== TEXTE DU DOCUMENT ==
À la découverte de la province

Article du 02 avril 2025 au 04 avril 2025

Changhua City

Nous sortons enfin de notre grotte, car aujourd’hui, nous allons retrouver notre ami dans sa ville d’enfance. Pour nous y rendre, nous empruntons le train à grande vitesse taïwanais.

Dans la gare, nous reprenons les habitudes que nous avions au Japon. Tout est clair et simple, et nous trouvons rapidement le quai ainsi que la file correspondant à notre numéro de voiture. En voyant le train arriver, nous remarquons qu’il ressemble à certains modèles de Shinkansen, et nous savons d’avance que le trajet sera agréable.

Nous arrivons à Taichung, où nous changeons pour un train local, avant de poursuivre jusqu’à Changhua. Là-bas, notre ami vient nous chercher en voiture, ce qui nous donne l’impression d’avoir notre propre chauffeur privé.

Lorsque nous nous sommes revus à Taipei, nous lui avions demandé ce que nous pouvions offrir à ses parents. Nous pensions offrir des fleurs à sa mère et du vin ou de l’alcool à son père. Cette idée a donné lieu à de grandes discussions et à un choc culturel. Nous avons appris que sa mère n’avait probablement jamais reçu de fleurs et qu’il est plus courant d’offrir des fruits lors des visites à des proches.

== EXERCICES À FAIRE ==
1) Traduisez en anglais cette phrase du récit de voyage à Changhua : « Nous arrivons à Taichung, où nous changeons pour un train local, avant de poursuivre jusqu’à Changhua. »
2) Prolongez, s'il vous plaît, le récit de voyage à Changhua à partir de sa dernière phrase.

== PARTIE DES DONNÉES ==
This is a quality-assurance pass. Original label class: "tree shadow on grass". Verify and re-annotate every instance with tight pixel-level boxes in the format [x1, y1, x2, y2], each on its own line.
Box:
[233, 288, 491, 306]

== RÉPONSES PAR EXERCICE ==
1) We arrive in Taichung, where we change to a local train before continuing on to Changhua.

2)
Malgré tout, nous avons décidé d’offrir des fleurs à sa mère pour la remercier de nous accueillir. Avant de nous rendre chez lui, nous passons chez un fleuriste. Mais l’endroit ressemble davantage à un grand jardin qu’à un magasin de fleurs. Nous cherchions un bouquet, mais il n’y en avait pas. Nous avons donc opté pour un pot d’orchidées, qui sont très courantes à Taïwan. Nous avons été surpris par la taille imposante de certains spécimens, présentés dans des pots gigantesques.

Nous arrivons chez Hsin. Il nous avait prévenus qu’il ne fallait pas trop faire attention à son père, mais nous nous attendions tout de même à ce que les présentations soient faites. Il y a donc eu un moment gênant lorsque nous nous sommes retrouvés face à lui, en attendant que notre ami intervienne, tandis que ce dernier attendait simplement qu’on lui dise bonjour. Sa mère, en revanche, était beaucoup plus expressive et nous a même impressionnés par son niveau d’anglais.

Notre ami nous fait visiter sa maison, ou plutôt son immeuble, comme il le dit lui-même. Selon lui, il habite à la campagne. Pourtant, il y a une gare, des supermarchés, les maisons sont sur plusieurs étages et il y a de la circulation. Cela ressemble peu à notre image de la campagne française, et nous avons plutôt l’impression d’être en ville, même si celle-ci est bien plus petite que la capitale ou d’autres grandes villes du pays. Il nous explique que les maisons à Taïwan sont généralement conçues ainsi. Ce qui ressemble à des immeubles est en réalité une seule propriété où toute une famille habite.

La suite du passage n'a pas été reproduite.